_STATED EXERCISE 1_
Find every line in the entries that contains the string "person", treating uppercase and lowercase as different, and copy each of those lines.
_STATED EXERCISE 2_
Write the next part of the forum post about self perception, starting after its last sentence.

Self Perception

Hello! I’m very new to this site (I created an account merely minutes ago and this is going to be my first post) so I apologize if this does not fit the appropriate topic category or if somehow I’m doing something wrong. I’ve seen a somewhat similar thread on here from a while ago, but I wanted to ask a more specific question regarding identity struggles.

I was wondering whether anyone else has ever had delusions about being someone else, whether they be a historical figure, a celebrity, or perhaps someone you know personally? For me, in my own experience, I believe I am someone but myself - and pretty firmly at that, but I also recognize I am not. I know I am not that person, and I know that I will never be another individual but myself, though I refuse to accept it. I feel more comfortable with the identity I’ve assumed, even though it is not my own. I have also contemplated changing my name to fit that identity, but it’s obvious why I’m incredibly hesitant on doing that. Yeah, it’s creepy, I know. I also struggle with my appearance because of this. I often make attempts to alter my face to match that of who I believe to be. Sometimes, I feel so defeated because I don’t look like the person I’ve deluded myself into believing I am that I end up bursting into tears because of it, and very rarely do I cry. I have never discussed this with anybody else, and the only place I’ve ever seen something similar being discussed was this forum. I figured I’d make a post, so… here I am!

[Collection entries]
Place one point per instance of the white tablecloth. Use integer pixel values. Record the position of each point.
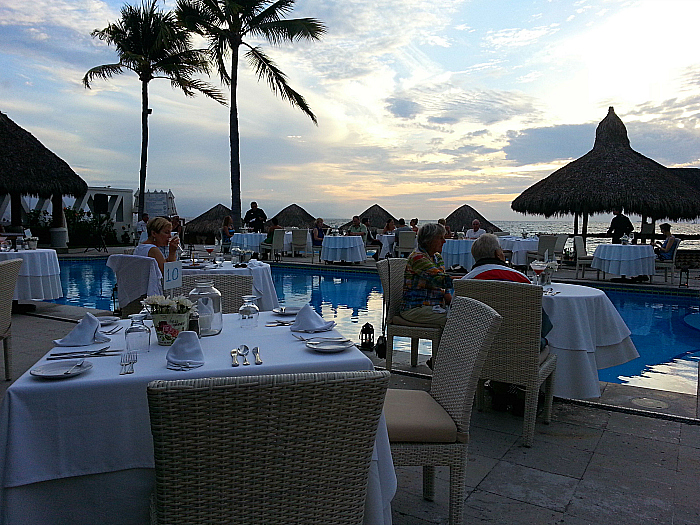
(458, 251)
(79, 450)
(248, 241)
(39, 275)
(387, 241)
(348, 248)
(588, 334)
(263, 287)
(519, 247)
(625, 259)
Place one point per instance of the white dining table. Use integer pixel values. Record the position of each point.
(458, 251)
(588, 335)
(629, 260)
(519, 247)
(79, 450)
(263, 286)
(348, 248)
(39, 276)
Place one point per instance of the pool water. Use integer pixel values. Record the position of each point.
(669, 348)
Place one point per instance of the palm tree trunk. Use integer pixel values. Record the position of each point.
(144, 146)
(234, 137)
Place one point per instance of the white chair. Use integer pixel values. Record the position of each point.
(137, 277)
(406, 242)
(9, 271)
(669, 264)
(583, 260)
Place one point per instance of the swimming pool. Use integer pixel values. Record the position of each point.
(669, 349)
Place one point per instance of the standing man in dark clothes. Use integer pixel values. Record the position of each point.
(255, 217)
(619, 226)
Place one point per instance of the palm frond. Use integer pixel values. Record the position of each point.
(265, 68)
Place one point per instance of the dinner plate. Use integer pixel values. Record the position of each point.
(288, 310)
(328, 347)
(107, 320)
(58, 370)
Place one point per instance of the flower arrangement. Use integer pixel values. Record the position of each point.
(158, 304)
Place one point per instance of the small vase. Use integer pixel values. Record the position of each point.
(168, 326)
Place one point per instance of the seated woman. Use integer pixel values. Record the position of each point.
(317, 233)
(664, 250)
(226, 234)
(158, 230)
(427, 289)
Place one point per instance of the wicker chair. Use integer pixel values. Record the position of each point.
(391, 275)
(287, 449)
(231, 286)
(432, 428)
(9, 271)
(516, 356)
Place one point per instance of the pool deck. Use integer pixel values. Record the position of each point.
(632, 457)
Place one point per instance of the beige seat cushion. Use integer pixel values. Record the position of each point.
(414, 416)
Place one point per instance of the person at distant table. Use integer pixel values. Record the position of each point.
(619, 226)
(159, 229)
(358, 229)
(141, 231)
(476, 231)
(664, 250)
(255, 218)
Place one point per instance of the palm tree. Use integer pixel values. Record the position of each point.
(152, 44)
(225, 24)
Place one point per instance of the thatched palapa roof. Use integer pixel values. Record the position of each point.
(377, 217)
(611, 175)
(462, 218)
(294, 216)
(27, 167)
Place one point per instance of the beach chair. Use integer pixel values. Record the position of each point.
(431, 429)
(307, 447)
(516, 356)
(9, 271)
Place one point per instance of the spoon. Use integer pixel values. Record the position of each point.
(243, 351)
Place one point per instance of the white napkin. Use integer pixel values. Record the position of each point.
(185, 352)
(85, 333)
(309, 321)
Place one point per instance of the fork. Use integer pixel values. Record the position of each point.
(124, 363)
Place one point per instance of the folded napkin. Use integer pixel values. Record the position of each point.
(309, 321)
(185, 352)
(85, 333)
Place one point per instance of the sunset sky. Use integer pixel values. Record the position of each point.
(421, 106)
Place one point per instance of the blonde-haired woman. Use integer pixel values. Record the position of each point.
(158, 230)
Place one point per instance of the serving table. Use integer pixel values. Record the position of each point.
(348, 248)
(458, 251)
(629, 260)
(79, 450)
(263, 287)
(39, 276)
(588, 334)
(519, 247)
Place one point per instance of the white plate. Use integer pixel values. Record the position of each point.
(58, 370)
(288, 310)
(328, 347)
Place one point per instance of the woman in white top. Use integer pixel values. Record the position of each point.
(158, 230)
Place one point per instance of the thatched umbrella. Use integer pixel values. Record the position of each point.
(462, 218)
(27, 167)
(611, 175)
(294, 216)
(377, 217)
(203, 229)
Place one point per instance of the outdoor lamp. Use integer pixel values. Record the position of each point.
(367, 337)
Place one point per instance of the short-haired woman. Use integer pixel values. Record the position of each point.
(158, 230)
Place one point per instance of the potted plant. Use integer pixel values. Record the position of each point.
(170, 316)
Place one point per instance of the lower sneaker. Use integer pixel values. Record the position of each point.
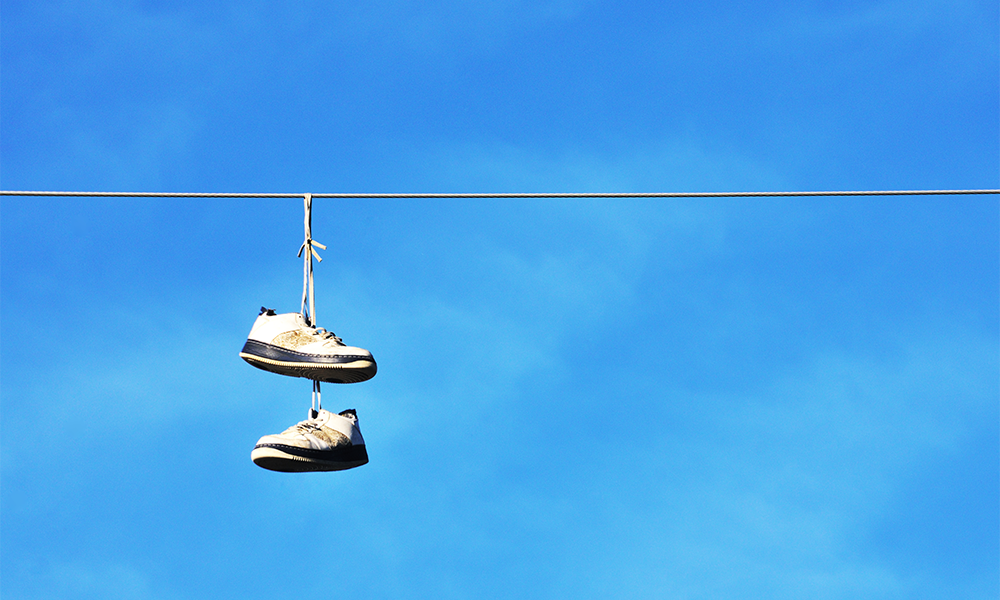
(287, 345)
(323, 442)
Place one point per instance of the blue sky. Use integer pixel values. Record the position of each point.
(691, 398)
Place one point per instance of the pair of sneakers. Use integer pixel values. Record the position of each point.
(288, 345)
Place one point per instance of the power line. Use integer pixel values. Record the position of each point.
(508, 195)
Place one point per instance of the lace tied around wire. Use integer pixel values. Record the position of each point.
(308, 249)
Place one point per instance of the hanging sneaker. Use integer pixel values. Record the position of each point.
(323, 442)
(286, 345)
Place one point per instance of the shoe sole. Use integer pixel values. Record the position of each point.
(293, 364)
(289, 459)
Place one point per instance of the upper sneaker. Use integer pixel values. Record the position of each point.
(323, 442)
(285, 344)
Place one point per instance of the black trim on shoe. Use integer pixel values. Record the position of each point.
(271, 352)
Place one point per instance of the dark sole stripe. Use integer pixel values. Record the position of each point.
(255, 348)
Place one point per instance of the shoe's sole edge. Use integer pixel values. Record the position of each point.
(288, 459)
(349, 372)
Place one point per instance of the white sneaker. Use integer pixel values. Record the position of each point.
(323, 442)
(285, 344)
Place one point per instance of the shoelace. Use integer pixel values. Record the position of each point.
(327, 336)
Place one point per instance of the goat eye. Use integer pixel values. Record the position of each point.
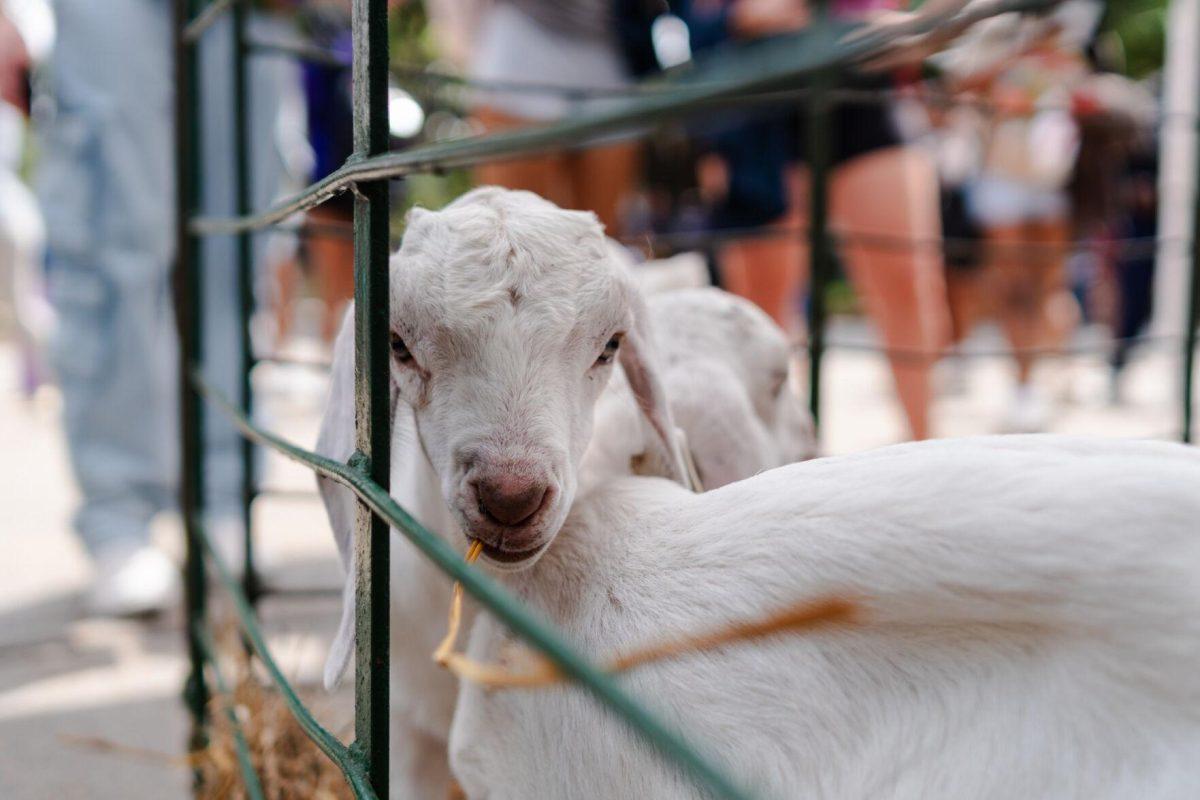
(610, 350)
(400, 350)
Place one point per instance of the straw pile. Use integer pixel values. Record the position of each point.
(289, 767)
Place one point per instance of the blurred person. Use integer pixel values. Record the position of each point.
(328, 91)
(1019, 198)
(951, 132)
(879, 188)
(27, 32)
(106, 180)
(553, 43)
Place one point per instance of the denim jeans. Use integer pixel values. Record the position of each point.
(106, 181)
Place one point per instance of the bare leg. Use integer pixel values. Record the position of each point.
(1025, 278)
(603, 178)
(893, 193)
(772, 270)
(333, 260)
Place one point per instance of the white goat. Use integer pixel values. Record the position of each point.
(733, 401)
(1031, 606)
(1030, 629)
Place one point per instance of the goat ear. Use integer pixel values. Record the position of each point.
(637, 361)
(336, 441)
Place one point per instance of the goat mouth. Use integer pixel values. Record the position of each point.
(505, 557)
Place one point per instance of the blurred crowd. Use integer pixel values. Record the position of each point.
(1009, 178)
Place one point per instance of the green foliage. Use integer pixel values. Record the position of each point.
(1137, 30)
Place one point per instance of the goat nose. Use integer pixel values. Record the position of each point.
(510, 499)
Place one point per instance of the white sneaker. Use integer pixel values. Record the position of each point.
(228, 536)
(1029, 411)
(132, 581)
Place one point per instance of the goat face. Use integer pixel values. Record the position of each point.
(507, 316)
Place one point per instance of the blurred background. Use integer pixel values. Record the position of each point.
(1012, 221)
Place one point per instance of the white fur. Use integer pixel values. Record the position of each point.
(498, 378)
(1031, 630)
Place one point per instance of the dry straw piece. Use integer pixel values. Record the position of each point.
(289, 765)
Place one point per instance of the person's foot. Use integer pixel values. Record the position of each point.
(132, 581)
(228, 536)
(1027, 413)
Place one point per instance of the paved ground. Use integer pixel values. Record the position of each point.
(65, 678)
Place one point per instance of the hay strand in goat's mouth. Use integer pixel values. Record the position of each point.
(540, 672)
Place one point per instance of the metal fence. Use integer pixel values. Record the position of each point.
(808, 64)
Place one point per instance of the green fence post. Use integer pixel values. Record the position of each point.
(371, 382)
(245, 287)
(1193, 310)
(187, 318)
(817, 133)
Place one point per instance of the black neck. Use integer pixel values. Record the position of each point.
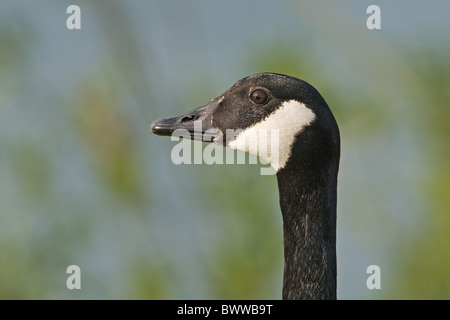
(308, 205)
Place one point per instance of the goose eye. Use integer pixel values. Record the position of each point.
(259, 96)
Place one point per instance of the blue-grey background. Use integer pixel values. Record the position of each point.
(83, 182)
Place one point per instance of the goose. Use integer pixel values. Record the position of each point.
(306, 165)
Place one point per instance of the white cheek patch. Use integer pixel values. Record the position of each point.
(272, 138)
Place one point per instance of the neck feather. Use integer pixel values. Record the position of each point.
(308, 205)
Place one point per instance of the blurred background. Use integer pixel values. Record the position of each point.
(83, 182)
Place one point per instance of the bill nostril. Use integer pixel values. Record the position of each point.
(190, 117)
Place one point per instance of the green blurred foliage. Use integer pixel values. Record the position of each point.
(47, 222)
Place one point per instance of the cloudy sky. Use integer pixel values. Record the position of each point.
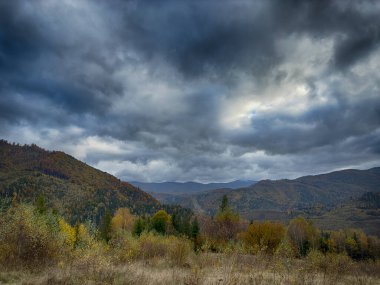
(205, 91)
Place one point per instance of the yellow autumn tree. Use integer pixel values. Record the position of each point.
(265, 236)
(68, 232)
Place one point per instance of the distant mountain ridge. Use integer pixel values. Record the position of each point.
(189, 187)
(75, 189)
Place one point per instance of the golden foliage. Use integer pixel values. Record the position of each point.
(122, 220)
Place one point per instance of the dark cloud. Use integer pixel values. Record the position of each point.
(194, 90)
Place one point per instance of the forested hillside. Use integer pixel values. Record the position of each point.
(73, 188)
(332, 200)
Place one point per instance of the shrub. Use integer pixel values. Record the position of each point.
(28, 238)
(160, 222)
(303, 236)
(123, 220)
(176, 249)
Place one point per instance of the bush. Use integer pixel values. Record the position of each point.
(176, 249)
(28, 238)
(265, 236)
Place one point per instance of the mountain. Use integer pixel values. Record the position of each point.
(283, 199)
(75, 189)
(189, 187)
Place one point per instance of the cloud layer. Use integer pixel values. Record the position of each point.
(194, 90)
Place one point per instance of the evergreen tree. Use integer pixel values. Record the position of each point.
(41, 204)
(105, 226)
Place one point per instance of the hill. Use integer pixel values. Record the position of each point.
(189, 187)
(75, 189)
(284, 199)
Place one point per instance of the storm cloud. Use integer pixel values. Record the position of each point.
(194, 90)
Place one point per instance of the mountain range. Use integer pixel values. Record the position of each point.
(73, 188)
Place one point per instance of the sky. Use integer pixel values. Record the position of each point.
(207, 91)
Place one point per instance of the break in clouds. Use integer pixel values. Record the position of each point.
(194, 90)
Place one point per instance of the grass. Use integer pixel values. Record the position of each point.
(204, 268)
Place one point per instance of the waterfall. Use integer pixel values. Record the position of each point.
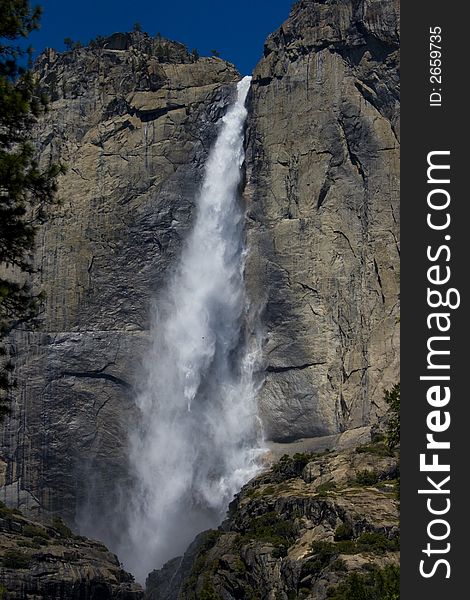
(197, 440)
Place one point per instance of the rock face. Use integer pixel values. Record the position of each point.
(51, 563)
(133, 118)
(305, 529)
(323, 196)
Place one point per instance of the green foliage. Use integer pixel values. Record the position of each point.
(292, 466)
(33, 531)
(392, 398)
(62, 528)
(202, 567)
(24, 188)
(378, 584)
(273, 529)
(16, 559)
(324, 488)
(343, 532)
(379, 448)
(208, 592)
(71, 44)
(366, 543)
(8, 513)
(367, 477)
(323, 552)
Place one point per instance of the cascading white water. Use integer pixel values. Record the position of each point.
(198, 436)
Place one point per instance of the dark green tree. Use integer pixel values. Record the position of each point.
(71, 45)
(25, 188)
(392, 398)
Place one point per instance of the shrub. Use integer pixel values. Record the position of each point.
(33, 531)
(380, 449)
(61, 527)
(292, 466)
(378, 543)
(392, 398)
(324, 488)
(16, 559)
(378, 584)
(271, 528)
(343, 532)
(367, 477)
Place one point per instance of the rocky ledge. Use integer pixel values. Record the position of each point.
(39, 562)
(312, 527)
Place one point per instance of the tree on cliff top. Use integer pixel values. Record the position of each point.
(24, 187)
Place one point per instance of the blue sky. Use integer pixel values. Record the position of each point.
(236, 29)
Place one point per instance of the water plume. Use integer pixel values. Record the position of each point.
(197, 439)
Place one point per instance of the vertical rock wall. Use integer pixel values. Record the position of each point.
(323, 210)
(133, 118)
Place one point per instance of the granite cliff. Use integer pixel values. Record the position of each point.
(322, 197)
(133, 118)
(313, 527)
(52, 563)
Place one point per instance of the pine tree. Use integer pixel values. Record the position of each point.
(24, 188)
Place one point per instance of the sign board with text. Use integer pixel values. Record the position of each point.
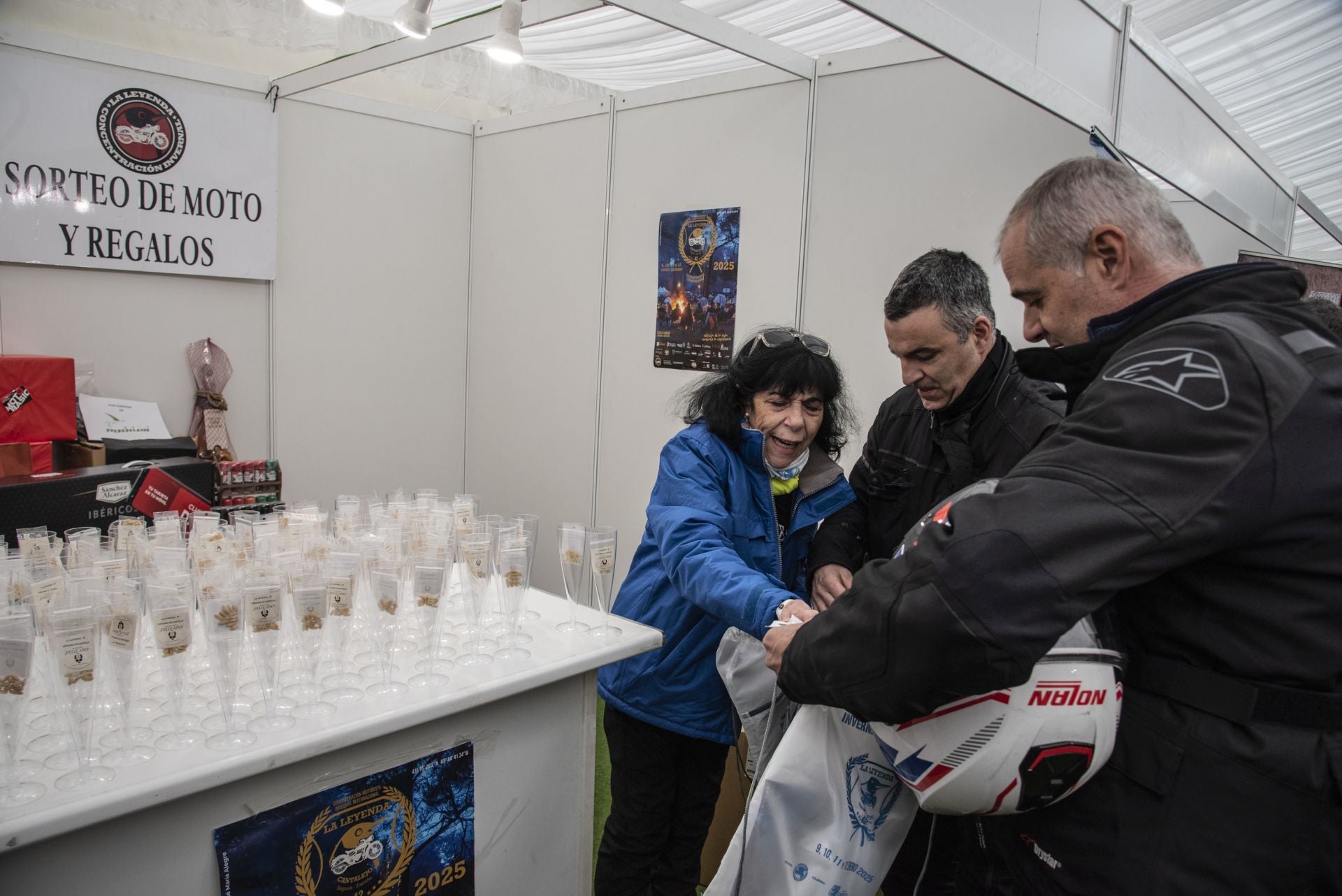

_EXERCISE OUTPUT 1_
Place one point per instance of the person at distant table. Use integer pixel values. Record the position of each point.
Place one point per instance of the blurred person. Use integer pixel values. Record the position of each point.
Place one point per instance of the person's foot. Use integer pixel values. Record the position of each point.

_EXERCISE OUTPUT 2_
The thing is, I completely recognize my delusion, and I am almost 100% aware that I am not in any way related to this individual, but it’s like my brain just… shuts off whenever I try to confront myself about it. I don’t even think it could really be classed as a delusion, but what else could you call it? I’ve heard people on Tumblr call it “fact-kinning,” though I’m pretty sure that term was coined by trolls who have no idea that this is a legitimate thing and just wanted to make fun of those who “kin” fictional characters. I’m so absorbed in my belief that I think about it every single day, constantly convincing myself I am not me. I refuse to accept I am me. I don’t feel real at all.

Phew. Apologies for this incredibly long post, wow. I wasn’t planning on having it this much of a read. There’s a whole lot to say about it, having never spoken about it in my life, but this felt good to get off of my chest. I hope someone else can relate to this at least, and it would be incredibly relieving to know I’m not alone in having a weird perception of self. Again, I’m sorry if this doesn’t fit the correct category. I’ve never actually used this website before, like I said. Hopefully I’m doing this right!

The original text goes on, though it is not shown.